Set task 1
Answer these questions about the forum thread on the foster rats:
(a) How many babies did the mother rat give birth to?
(b) What adoption fee is charged for each baby?
(c) What kind of fur and ears does the all-black girl with white feet have?

# Foster babies now need homes, Gettysburg, Pa area.... will travel!



## Amummert145 (May 31, 2013)

I have a super picky kitty who will one week love her food then the next act as if I brought her sewage. Which in turn means I donate a lot of kitty food to the local humane society. Almost two weeks ago I went in to drop off some chow and the woman behind the desk who I knew for years told me all about the rats that were brought in a few days ago, one of which had just given birth to seven babies. The story behind her is that she was seized in a cruelty issue from a house outside of town, she was found in the cage with a few other rats, including two dead ones. I went back to visit and the babies mother (We named her Darla) seemed very stressed, she had overgroomed herself and had bald patches on her. I can only guess this was due to stress at all the noise and I am guessing she was a first time mother as she seems very very young. Well I had done some foster work there in previous years, mostly small animals and a few birds so I offered seeing as I just had small babies in the house to remove mom and babies from the situation. I was given the Ok and I brought them home the next day, got Darla into a nice cage with a little hut for her to feel safe and secure. I can only imagine she felt wonderful, her own food bowl and her own water bottle. One baby passed away overnight bringing the grand total to 6 pink marshmallows. It was a bit exciting to see how they would look, I could tell what their mother was (black and white straight furred Dumbo) but who knows what their father looked like since their were so many in the cage. It is now about two weeks since they got here and I believe their father was also a dumbo as they all look like they have dumbo ears. Their colors are black and white like mom, perhaps also like dad. I noticed from day one that one baby was a lot smaller then the others, and in fact that she was only born with one eye. Darla has never thrown her away and continues to feed her so I see that she believes her baby is just fine. I have 3 girls and three boys available and I will post pictures below. Any help you have would be very appreciated, and there will be an adoption fee of $5 for each baby to be returned to the humane society to help them with all the hard work they do. =)

This little girl has Dumbo ears and rexed fur, she is all black with white feet and a white tipped tail:









This girl is all white but has a black mask over her eyes, Straight fur with Dumbo ears:









This is our runt, she has straight fur and I am guessing straight ears but they may change. Beautiful cap and butt spot:









This is our first boy, he has rexed fur and dumbo ears, he is black but looks like he is wearing a tank top with his white arms. Also has a small white spot on his head:









This boy has a pretty black hood and one back spot, very energetic for his age. He has straight fur and Dumbo ears:









And our last boy has dumbo ears and straight fur, not to mention he looks like a little dalmatian and has a large black heart on his face:


----------



## Grawrisher (Sep 10, 2013)

Set task 2
Copy out the rows from the line containing "Return one point per instance of the white wall" through the end of the rows, inclusive, with the requests included. Shift every point coordinate by -9, and leave the pictures out of your answer.

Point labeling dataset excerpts
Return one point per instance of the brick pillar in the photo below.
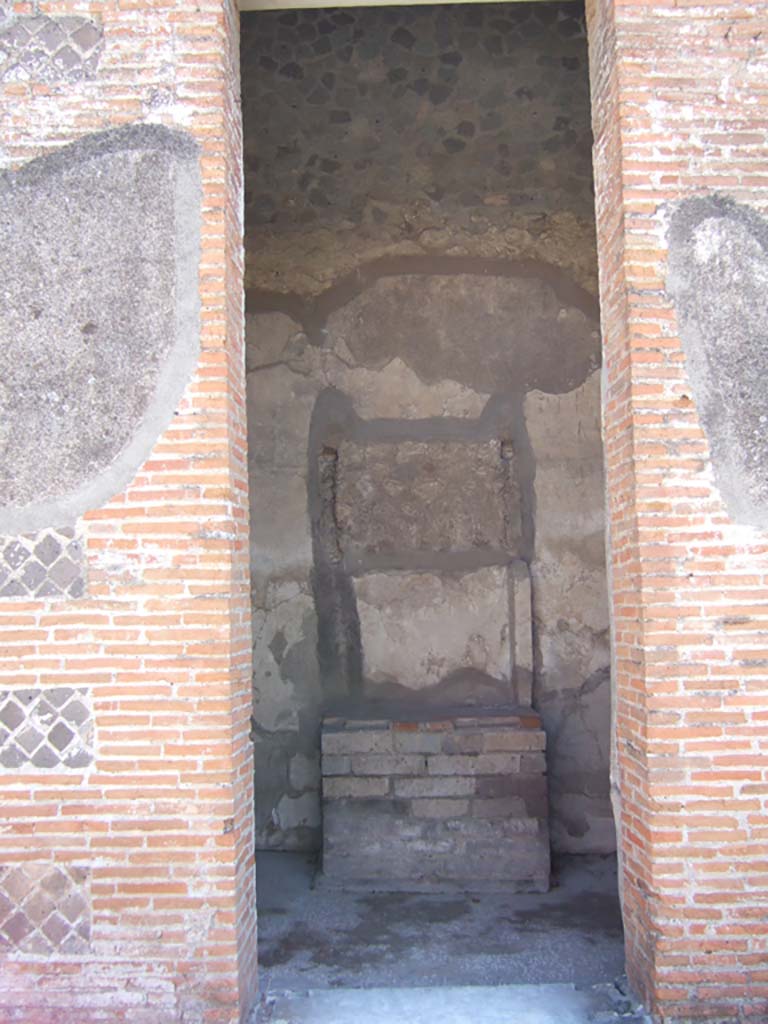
(139, 835)
(680, 102)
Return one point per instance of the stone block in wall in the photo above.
(49, 49)
(434, 818)
(45, 729)
(47, 564)
(419, 628)
(45, 908)
(426, 497)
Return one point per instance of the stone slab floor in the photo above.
(339, 957)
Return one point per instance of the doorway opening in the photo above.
(427, 536)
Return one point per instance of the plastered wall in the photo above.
(420, 248)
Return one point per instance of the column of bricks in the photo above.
(126, 864)
(680, 100)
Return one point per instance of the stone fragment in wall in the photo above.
(718, 270)
(396, 392)
(419, 628)
(99, 253)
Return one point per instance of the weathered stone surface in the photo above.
(396, 146)
(45, 729)
(718, 270)
(286, 715)
(418, 628)
(529, 336)
(424, 496)
(48, 564)
(280, 538)
(49, 49)
(271, 338)
(395, 392)
(99, 261)
(45, 908)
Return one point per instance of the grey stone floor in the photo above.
(332, 957)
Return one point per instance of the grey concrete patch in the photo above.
(313, 938)
(38, 48)
(717, 276)
(527, 335)
(99, 252)
(419, 628)
(502, 1005)
(382, 492)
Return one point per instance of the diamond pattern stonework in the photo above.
(44, 908)
(50, 564)
(45, 729)
(49, 49)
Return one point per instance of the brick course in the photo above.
(680, 93)
(161, 821)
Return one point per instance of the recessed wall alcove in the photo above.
(425, 461)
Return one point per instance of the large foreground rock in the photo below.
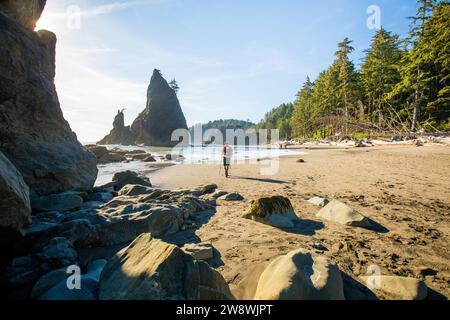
(299, 275)
(57, 202)
(396, 287)
(149, 269)
(34, 135)
(15, 211)
(275, 211)
(339, 212)
(154, 126)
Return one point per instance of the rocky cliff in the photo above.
(34, 135)
(27, 12)
(154, 125)
(162, 115)
(120, 134)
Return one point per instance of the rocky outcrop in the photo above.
(149, 269)
(154, 126)
(162, 115)
(15, 210)
(34, 135)
(299, 275)
(396, 287)
(120, 134)
(27, 12)
(275, 211)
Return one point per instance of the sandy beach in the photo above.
(405, 189)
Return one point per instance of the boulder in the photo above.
(111, 157)
(27, 12)
(132, 190)
(48, 281)
(339, 212)
(138, 156)
(149, 159)
(15, 210)
(398, 287)
(57, 202)
(199, 251)
(123, 220)
(162, 116)
(299, 275)
(149, 269)
(319, 201)
(98, 151)
(120, 134)
(87, 291)
(231, 197)
(275, 211)
(34, 135)
(57, 252)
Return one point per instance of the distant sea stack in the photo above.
(154, 125)
(34, 135)
(120, 134)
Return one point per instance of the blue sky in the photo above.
(232, 58)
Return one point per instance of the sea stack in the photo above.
(34, 135)
(162, 115)
(120, 134)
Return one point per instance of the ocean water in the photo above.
(188, 155)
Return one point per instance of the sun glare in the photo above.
(45, 22)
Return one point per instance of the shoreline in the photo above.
(402, 188)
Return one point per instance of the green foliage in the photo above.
(279, 118)
(402, 85)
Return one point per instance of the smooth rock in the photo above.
(319, 201)
(275, 211)
(132, 190)
(398, 287)
(299, 275)
(48, 281)
(57, 202)
(199, 251)
(98, 151)
(149, 269)
(58, 252)
(111, 158)
(231, 197)
(339, 212)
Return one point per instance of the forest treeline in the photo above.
(402, 85)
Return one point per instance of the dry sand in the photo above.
(405, 189)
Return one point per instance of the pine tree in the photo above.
(174, 85)
(380, 74)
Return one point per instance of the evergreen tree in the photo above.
(380, 73)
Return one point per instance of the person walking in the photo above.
(227, 154)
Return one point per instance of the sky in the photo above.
(231, 58)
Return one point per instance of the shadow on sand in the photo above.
(258, 179)
(189, 236)
(305, 228)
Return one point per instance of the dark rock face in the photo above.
(120, 134)
(34, 135)
(154, 125)
(162, 115)
(27, 12)
(15, 210)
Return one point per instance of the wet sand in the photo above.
(405, 189)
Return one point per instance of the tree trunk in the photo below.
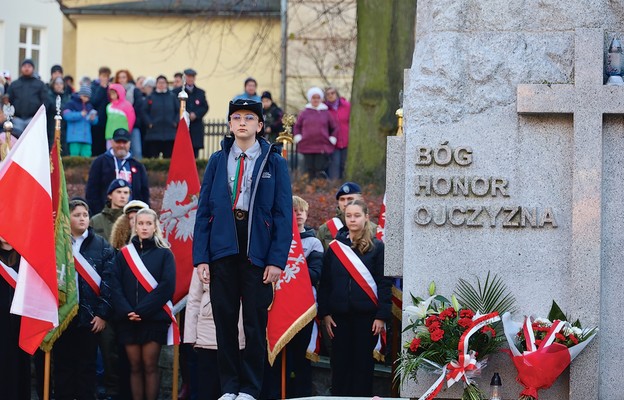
(385, 44)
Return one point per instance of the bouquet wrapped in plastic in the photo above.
(542, 349)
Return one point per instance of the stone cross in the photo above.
(587, 99)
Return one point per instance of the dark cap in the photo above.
(348, 188)
(116, 184)
(56, 68)
(249, 105)
(121, 135)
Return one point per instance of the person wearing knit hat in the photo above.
(80, 116)
(315, 133)
(272, 117)
(119, 192)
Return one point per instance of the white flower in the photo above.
(420, 311)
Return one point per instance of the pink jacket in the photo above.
(199, 328)
(342, 115)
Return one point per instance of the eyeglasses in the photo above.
(247, 117)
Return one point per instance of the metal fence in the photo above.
(216, 129)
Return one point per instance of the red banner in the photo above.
(294, 305)
(179, 207)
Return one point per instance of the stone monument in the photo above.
(511, 162)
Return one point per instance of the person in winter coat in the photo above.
(354, 319)
(75, 351)
(116, 163)
(143, 322)
(119, 113)
(297, 359)
(99, 99)
(80, 117)
(316, 134)
(200, 331)
(340, 109)
(241, 242)
(26, 94)
(197, 107)
(14, 362)
(161, 117)
(272, 117)
(134, 96)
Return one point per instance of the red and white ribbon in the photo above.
(467, 360)
(8, 274)
(356, 268)
(149, 283)
(334, 225)
(87, 272)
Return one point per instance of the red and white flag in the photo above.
(381, 224)
(28, 225)
(179, 207)
(293, 306)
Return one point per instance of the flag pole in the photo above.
(46, 376)
(284, 372)
(183, 97)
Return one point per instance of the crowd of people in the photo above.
(148, 108)
(241, 243)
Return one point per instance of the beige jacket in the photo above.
(199, 328)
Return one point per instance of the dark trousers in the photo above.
(209, 387)
(153, 148)
(315, 165)
(352, 361)
(14, 362)
(298, 369)
(74, 356)
(234, 280)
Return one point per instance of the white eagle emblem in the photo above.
(178, 215)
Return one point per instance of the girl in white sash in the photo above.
(354, 302)
(143, 322)
(14, 362)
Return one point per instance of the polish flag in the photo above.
(28, 225)
(179, 206)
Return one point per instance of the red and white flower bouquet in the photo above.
(541, 349)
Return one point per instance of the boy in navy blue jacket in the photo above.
(242, 237)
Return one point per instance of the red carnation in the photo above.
(489, 329)
(437, 335)
(464, 322)
(414, 345)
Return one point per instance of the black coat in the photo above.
(102, 173)
(129, 295)
(339, 293)
(198, 104)
(100, 255)
(27, 94)
(162, 113)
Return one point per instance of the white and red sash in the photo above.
(356, 268)
(8, 274)
(87, 272)
(149, 283)
(334, 225)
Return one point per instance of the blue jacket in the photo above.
(270, 210)
(78, 126)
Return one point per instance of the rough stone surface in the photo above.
(463, 88)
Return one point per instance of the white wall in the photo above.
(42, 14)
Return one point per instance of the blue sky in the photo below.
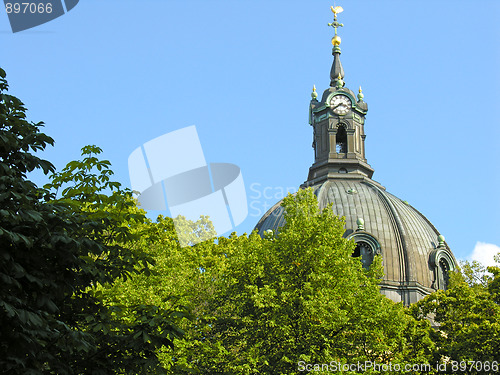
(120, 73)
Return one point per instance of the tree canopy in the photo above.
(90, 285)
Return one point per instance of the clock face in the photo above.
(340, 104)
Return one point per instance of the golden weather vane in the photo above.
(335, 24)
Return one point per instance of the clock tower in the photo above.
(338, 120)
(415, 256)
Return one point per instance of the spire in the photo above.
(337, 72)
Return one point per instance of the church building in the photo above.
(415, 256)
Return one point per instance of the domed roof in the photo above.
(409, 244)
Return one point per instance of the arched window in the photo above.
(364, 251)
(341, 146)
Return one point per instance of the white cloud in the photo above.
(484, 253)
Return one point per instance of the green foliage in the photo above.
(54, 255)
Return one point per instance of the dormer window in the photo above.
(341, 146)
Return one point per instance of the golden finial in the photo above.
(335, 24)
(360, 95)
(336, 10)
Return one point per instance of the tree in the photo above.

Expected output 1
(a) Seven.
(b) $5.
(c) Rexed fur and Dumbo ears.

Expected output 2
Return one point per instance of the white wall in the photo above.
(33, 5)
Return one point per instance of the blue sky in the photo below.
(111, 64)
Return one point per instance of the tree canopy in the photo above.
(81, 276)
Return one point per instance of the clock face in the photo above.
(331, 95)
Return one point per instance of the golden weather vane in the photo above.
(326, 15)
Return one point per instance of the clock tower in the photo above.
(329, 111)
(406, 247)
Return one point per instance of the spire in the photo above.
(328, 63)
Return one point per instance of the church building in the photo above.
(406, 247)
Return one point per instance of the domed roof in the photo above.
(400, 235)
Return one point per instance of the arched window in the photo above.
(355, 242)
(332, 137)
Return one point per instance of the white cloud in the photo above.
(475, 244)
Return one point per instance of the green foliage in the photo above.
(45, 246)
Return one point per instance of the dormer window in the photo above.
(332, 137)
Return one point per instance of the golden finial in the photo above.
(326, 15)
(351, 86)
(327, 1)
Return one point per instance of the tree in the photo above.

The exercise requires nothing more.